───── TEXT ─────

The Kalam Cosmological Argument: Invalid, only replaces one mystery with another.
  1. Everything that has a beginning of its existence has a cause of its existence;
  2. The universe has a beginning of its existence;
  3. Therefore: The universe has a cause of its existence.
  4. (Implied) God is that cause.
This argument is at least based on something that is most likely true--the Big Bang Theory. So, I won't argue premise 2. As much as they like the Big Bang, apologists stop paying attention to the science after it can be used to support their beliefs. Traditional causation could very well not apply in general at the quantum level in which we find the singularity, and especially in the case of the universe with no prior time or space for a cause to occur or God to exist. The Big Bang, after all, isn't just the beginning of our universe, but also space and time as we understand it. To posit otherwise is merely an "of the gaps" argument. The implication of 4 is hasty now that there are more hypotheses than ever for possible causes of the universe and likely others that haven't occurred to us. In the end, the biggest weakness is that the argument establishes a rule because a lack of counter examples and then arbitrarily makes what they want to believe an exception. If we say that everything that begins to exist has a cause because we have no examples of things that exist without a cause, then we can also say everything that exists is within time and space because we have no examples of things that exist outside time and space. Since apologists require their God to be outside time and space for this argument to work, they would have to explain why the first statement is legitimate while the second it not.

───── LISTED RECORDS ─────

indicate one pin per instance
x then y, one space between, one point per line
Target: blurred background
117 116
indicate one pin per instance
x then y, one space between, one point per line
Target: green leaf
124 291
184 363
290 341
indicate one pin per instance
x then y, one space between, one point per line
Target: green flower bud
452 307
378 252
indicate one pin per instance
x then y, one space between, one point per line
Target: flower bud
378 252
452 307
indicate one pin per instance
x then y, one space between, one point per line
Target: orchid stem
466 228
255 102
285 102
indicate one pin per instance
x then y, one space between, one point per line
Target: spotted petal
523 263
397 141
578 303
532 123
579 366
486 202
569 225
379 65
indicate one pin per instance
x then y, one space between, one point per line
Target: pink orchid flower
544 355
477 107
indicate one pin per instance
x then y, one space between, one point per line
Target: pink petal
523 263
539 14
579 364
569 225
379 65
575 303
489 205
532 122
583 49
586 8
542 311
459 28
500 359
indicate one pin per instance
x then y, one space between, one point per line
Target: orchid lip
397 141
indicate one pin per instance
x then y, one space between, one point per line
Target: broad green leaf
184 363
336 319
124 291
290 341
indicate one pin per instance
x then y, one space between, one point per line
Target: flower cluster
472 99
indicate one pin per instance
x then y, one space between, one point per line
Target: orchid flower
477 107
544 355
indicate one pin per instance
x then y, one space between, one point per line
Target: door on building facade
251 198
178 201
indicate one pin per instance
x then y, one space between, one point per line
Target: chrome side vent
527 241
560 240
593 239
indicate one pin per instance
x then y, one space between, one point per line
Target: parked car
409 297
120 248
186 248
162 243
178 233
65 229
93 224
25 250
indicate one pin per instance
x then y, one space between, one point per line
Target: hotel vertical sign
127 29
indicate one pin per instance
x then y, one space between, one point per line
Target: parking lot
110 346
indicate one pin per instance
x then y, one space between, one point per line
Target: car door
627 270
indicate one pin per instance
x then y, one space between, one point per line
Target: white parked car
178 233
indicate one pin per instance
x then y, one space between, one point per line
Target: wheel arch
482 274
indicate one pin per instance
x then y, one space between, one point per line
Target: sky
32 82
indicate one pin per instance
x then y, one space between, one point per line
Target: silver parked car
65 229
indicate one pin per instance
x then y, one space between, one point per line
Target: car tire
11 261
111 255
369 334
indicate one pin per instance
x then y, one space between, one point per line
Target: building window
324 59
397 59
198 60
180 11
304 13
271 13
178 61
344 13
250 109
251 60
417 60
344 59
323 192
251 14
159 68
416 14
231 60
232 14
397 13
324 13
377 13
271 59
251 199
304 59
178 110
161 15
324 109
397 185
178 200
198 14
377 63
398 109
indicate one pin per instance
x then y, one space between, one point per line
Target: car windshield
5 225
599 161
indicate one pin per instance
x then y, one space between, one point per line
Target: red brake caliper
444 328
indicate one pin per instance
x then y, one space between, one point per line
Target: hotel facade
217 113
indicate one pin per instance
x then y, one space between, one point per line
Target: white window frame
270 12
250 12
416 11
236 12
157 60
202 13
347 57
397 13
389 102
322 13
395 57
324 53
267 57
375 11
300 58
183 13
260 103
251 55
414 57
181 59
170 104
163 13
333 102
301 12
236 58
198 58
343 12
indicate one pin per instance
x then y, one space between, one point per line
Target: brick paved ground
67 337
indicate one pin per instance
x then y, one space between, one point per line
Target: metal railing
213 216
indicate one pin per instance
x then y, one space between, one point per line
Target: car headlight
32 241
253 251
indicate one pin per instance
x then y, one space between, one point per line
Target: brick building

─────

QUESTIONS TO ANSWER »
1. In the passage on the Kalam cosmological argument, which premise does the writer say they won't argue?
2. Write out the passage on the Kalam cosmological argument word for word, starting at "1. Everything that" and ending at "of its existence.".
The listing plays no part in what follows.

YOUR WRITTEN ANSWERS »
1. Premise 2, that the universe has a beginning of its existence.

2.
1. Everything that has a beginning of its existence has a cause of its existence;
  2. The universe has a beginning of its existence;
  3. Therefore: The universe has a cause of its existence.